What you will do
**A.** Answer these questions using the text on psychotherapy and medication:
(i) What kind of doctor is a psychopharmacologist, according to the text?
(ii) Which journal reported the 2010 research on antidepressant medication?
(iii) What does the text say medication does not substitute for?
**B.** Please return the stretch of the text on psychotherapy and medication from "If you are suffering" through "human are relevant.", copied word for word.
**C.** Decide whether each statement agrees with the text on psychotherapy and medication. Answer yes or no, and quote the words from the text that settle it.
(i) Medication alone will address the basic issues.
(ii) The 2010 research found the effects of antidepressants over placebo substantial when used to treat very severe depression.
(iii) All the factors that lead people to act and feel the way they do are conscious.

Excerpted text
◇ ◇ ◇ ◇

If you are suffering with emotional issues and are considering seeing a psychotherapist, you may also wonder about the use of medication. Should you seek therapy alone, try medication alone, or would it be best to try both at the same time? The answer to this question depends on a number of factors including your goal in seeking help, your feelings about the use of medication in general, and the nature of the problems you are struggling to resolve. Even your beliefs about what it means to be human are relevant.
If your goal is to shift your approach to life, understand and change destructive patterns, feel more connected to the world and integrated in yourself, and find a deeper sense of meaning, your first step might be to find a good psychotherapist who can help you rework and resolve the underlying issues that lead to pain and suffering. While “feeling better” is crucial, and feeling bad may be what brings you to therapy, people are often also motivated by a desire to grow, to become more open, and to feel they are fulfilling their potential. Reducing your pain is critical, but you may want more from your life. In some cases, medication may help the therapy process, but medication alone will not address the basic issues.
If your primary desire is to make your pain and suffering go away as fast as possible, and you have little interest in working on deeper issues, your first step might be to visit a psychopharmacologist. A psychopharmacologist is a psychiatrist who specializes in the use of drugs to treat emotional states and psychiatric disorders. Depending on a host of factors, it is sometimes possible to reduce anxiety or depression and improve other difficult emotional reactions through the use of medication alone. Still, even the best medications are not a silver bullet. For example, research reported in The Journal of the American Medical Association in 2010 found that the effect of antidepressant medication on mild to moderate depression may be minimal when compared to a placebo, although when used to treat very severe depression, the effects of antidepressants over placebo are substantial. Beyond the questions of efficacy, virtually all psychoactive medications have side effects, some of which may be severe and debilitating.
Medication may be a useful tool in helping people feel well enough to begin the process of addressing deeper issues related to overwhelming inner conflict, the effects of serious trauma, and profound depression. For instance, people who feel so overwhelmed by anxiety they can’t even begin to focus on the reasons for their suffering, or so depressed they feel paralyzed and unable to begin to take any action, may not be able to start working productively in psychotherapy until these states begin to shift. Although medications may be helpful here, they are clearly not the essence of psychotherapy. To really address the confusion and pain in life, one needs to clarify and change what leads them to act and to feel the way they do. Some of these factors will be historical, and some will be related to current life circumstances; some may be conscious, and some may be unconscious. Medication may help reduce the overwhelming symptoms that get in the way of doing the work of psychotherapy, but it does not substitute for going through the sometimes difficult struggle of becoming more at ease with who you are, and more of who you want to be.

◇ ◇ ◇ ◇

(Referring expression data)

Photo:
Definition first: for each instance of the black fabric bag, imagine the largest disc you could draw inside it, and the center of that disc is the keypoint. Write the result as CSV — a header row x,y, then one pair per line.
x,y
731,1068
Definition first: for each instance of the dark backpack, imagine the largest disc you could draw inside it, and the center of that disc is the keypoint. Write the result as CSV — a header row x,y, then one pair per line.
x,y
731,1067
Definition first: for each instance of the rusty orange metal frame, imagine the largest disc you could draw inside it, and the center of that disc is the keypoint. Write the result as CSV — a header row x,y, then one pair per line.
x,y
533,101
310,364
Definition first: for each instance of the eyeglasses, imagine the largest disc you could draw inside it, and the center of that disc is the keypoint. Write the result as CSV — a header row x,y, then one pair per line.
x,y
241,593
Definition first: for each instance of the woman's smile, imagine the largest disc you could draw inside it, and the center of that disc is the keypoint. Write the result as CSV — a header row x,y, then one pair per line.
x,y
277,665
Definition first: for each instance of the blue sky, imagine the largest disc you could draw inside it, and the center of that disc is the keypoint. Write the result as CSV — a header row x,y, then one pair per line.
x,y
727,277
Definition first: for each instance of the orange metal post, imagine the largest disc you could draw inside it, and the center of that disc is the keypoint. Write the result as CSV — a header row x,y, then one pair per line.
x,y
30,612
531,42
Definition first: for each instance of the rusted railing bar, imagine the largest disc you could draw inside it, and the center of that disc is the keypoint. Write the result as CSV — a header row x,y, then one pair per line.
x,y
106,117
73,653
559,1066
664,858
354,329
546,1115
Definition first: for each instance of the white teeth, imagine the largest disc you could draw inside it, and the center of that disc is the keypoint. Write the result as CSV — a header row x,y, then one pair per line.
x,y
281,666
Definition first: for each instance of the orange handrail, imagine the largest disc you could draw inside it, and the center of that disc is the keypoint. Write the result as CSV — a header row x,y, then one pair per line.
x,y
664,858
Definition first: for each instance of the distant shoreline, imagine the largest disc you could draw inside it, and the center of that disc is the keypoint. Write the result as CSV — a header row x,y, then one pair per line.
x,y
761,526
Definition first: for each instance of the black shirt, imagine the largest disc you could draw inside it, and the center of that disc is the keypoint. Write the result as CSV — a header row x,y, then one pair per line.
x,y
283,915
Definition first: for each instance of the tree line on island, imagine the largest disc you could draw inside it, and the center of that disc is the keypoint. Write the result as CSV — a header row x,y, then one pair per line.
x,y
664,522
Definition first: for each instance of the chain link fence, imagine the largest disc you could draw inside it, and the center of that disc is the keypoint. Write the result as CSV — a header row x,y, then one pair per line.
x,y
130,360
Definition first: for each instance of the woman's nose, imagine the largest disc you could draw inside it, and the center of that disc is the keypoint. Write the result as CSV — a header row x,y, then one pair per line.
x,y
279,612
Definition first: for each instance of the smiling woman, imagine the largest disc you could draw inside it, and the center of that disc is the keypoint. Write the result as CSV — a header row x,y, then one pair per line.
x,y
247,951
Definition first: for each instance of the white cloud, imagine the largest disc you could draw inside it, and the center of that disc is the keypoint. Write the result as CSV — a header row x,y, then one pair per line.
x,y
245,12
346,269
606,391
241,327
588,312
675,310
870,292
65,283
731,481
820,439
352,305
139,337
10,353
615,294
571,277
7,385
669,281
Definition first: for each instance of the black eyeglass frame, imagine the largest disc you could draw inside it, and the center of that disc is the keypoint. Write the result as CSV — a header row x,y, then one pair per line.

◇ ◇ ◇ ◇

Outputs for the tasks
**A.**
(i) A psychiatrist who specializes in the use of drugs to treat emotional states and psychiatric disorders.
(ii) The Journal of the American Medical Association.
(iii) Going through the sometimes difficult struggle of becoming more at ease with who you are, and more of who you want to be.

**B.**
If you are suffering with emotional issues and are considering seeing a psychotherapist, you may also wonder about the use of medication. Should you seek therapy alone, try medication alone, or would it be best to try both at the same time? The answer to this question depends on a number of factors including your goal in seeking help, your feelings about the use of medication in general, and the nature of the problems you are struggling to resolve. Even your beliefs about what it means to be human are relevant.

**C.**
(i) No: "medication alone will not address the basic issues."
(ii) Yes: "when used to treat very severe depression, the effects of antidepressants over placebo are substantial."
(iii) No: "some may be conscious, and some may be unconscious."